■ **Text**:
= Beginning of Section =
What Causes a Murmur to Become Noticeable
Innocent murmurs need no treatment and cause no symptoms. The murmurs that eventually produce symptoms are the ones tied to structural heart problems.
In adults, the most common culprit is valve disease that develops over time. As you age, calcium deposits can build up on heart valves, making them stiff and narrow or preventing them from closing completely. When a valve narrows, the heart has to push blood through a smaller opening, which creates turbulence. When a valve doesn’t close properly, blood leaks backward, and the heart has to pump harder to compensate. Either scenario creates both the sound your doctor hears and the symptoms you eventually feel.
Other causes include infections that damage the heart’s inner lining and valves, past episodes of rheumatic fever from untreated strep throat, and congenital heart defects like holes between the heart’s chambers. Conditions outside the heart can also trigger murmurs: anemia (too few red blood cells), an overactive thyroid, high blood pressure in the lungs, and autoimmune diseases like lupus.
What Your Doctor Hears
Understanding what the doctor is actually listening for can help make sense of your diagnosis. A normal heartbeat has two sounds, often described as “lub-dub.” The first sound happens when the valves between the upper and lower chambers close. The second happens when the valves leading out of the heart close. A murmur is an extra whooshing sound that occurs between those beats.
If the whoosh happens between the first and second sound (during the squeeze phase, when the heart pushes blood out), it’s called a systolic murmur. This can mean a valve leading out of the heart is too narrow, or a valve between the chambers is leaking. If the whoosh happens between the second and first sound (during the filling phase, when the heart relaxes), it’s a diastolic murmur, which can indicate the opposite set of valve problems. Diastolic murmurs are less common and more likely to signal something that needs attention.
Doctors grade murmurs on a scale from 1 to 6. Grade 1 is barely audible. Grade 2 is faint but easy to hear. Grade 3 is loud but produces no vibration you could feel on the chest wall. Grade 4 and above produce that palpable thrill, a vibration a doctor can feel with their hand on your chest. Grade 6 is audible without a stethoscope. A higher grade doesn’t automatically mean a more dangerous condition, but it does prompt more thorough evaluation.
Living With a Heart Murmur
If your murmur is innocent, there are no restrictions on your life. You can exercise, travel, and do everything you’d normally do. Many people live their entire lives with an innocent murmur and never know it’s there.
= End of Section =
■ **Explore the material**:
1. In the text on heart murmurs, copy the part that opens with the words containing "Other causes include" and closes with "diseases like lupus.", swapping "an overactive thyroid" for "an underactive thyroid".
2. Check each statement against the text on heart murmurs and answer yes or no, quoting the words that decide it: (a) A grade 6 murmur can be heard without a stethoscope. (b) Diastolic murmurs are more common than systolic murmurs. (c) Innocent murmurs require treatment.
The rows come from a separate source, unrelated to the text on heart murmurs.

■ **Record extracts**:
= Beginning of Section =
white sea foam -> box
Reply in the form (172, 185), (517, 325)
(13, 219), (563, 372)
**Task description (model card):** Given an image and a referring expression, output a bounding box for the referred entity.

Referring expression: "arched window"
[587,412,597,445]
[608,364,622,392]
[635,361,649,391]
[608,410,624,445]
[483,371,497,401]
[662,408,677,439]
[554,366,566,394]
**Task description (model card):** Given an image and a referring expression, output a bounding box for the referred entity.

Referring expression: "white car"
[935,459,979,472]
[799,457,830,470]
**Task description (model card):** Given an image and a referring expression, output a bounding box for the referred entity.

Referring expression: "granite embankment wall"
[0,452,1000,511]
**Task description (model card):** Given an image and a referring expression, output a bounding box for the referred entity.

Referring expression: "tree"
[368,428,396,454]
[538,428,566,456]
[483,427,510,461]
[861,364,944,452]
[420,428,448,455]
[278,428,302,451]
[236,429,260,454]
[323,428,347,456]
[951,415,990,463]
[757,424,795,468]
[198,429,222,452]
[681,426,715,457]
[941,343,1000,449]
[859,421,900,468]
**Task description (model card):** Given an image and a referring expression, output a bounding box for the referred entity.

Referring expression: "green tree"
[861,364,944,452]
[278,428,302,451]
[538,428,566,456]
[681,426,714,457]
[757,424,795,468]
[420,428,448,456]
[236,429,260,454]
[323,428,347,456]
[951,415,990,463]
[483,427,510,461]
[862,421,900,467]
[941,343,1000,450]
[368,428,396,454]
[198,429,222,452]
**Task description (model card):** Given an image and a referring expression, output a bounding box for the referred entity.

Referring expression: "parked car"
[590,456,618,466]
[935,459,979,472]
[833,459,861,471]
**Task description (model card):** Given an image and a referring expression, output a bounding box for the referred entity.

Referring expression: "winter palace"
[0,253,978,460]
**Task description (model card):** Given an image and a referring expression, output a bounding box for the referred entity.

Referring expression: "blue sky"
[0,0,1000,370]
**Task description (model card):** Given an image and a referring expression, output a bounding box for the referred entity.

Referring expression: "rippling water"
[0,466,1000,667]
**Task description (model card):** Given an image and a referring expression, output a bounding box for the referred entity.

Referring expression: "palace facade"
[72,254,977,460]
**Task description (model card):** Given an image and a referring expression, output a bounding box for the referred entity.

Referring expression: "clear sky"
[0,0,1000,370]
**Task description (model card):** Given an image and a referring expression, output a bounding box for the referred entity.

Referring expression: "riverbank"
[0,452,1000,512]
= End of Section =
= Beginning of Section =
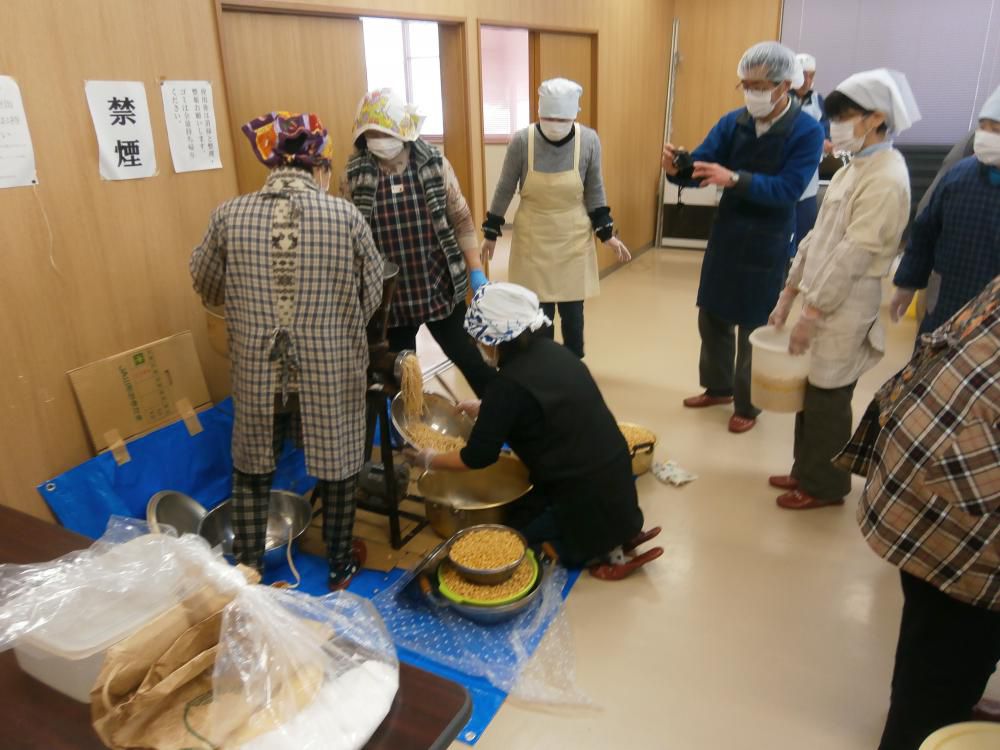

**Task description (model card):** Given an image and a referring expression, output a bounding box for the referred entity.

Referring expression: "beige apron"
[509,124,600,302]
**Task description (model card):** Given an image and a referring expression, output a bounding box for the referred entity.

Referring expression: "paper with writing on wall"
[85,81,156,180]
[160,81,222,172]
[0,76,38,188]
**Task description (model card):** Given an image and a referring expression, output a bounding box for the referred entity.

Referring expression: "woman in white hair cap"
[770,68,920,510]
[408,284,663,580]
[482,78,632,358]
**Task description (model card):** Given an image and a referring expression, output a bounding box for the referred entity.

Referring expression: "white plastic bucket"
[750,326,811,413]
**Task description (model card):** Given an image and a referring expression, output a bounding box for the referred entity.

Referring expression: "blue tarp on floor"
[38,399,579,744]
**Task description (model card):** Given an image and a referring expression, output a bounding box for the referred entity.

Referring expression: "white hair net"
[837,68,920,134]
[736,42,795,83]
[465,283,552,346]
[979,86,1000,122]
= End of Section =
■ **Answers for each item**:
1.
Other causes include infections that damage the heart’s inner lining and valves, past episodes of rheumatic fever from untreated strep throat, and congenital heart defects like holes between the heart’s chambers. Conditions outside the heart can also trigger murmurs: anemia (too few red blood cells), an underactive thyroid, high blood pressure in the lungs, and autoimmune diseases like lupus.

2.
(a) Yes: "Grade 6 is audible without a stethoscope."
(b) No: "Diastolic murmurs are less common and more likely to signal something that needs attention."
(c) No: "Innocent murmurs need no treatment and cause no symptoms."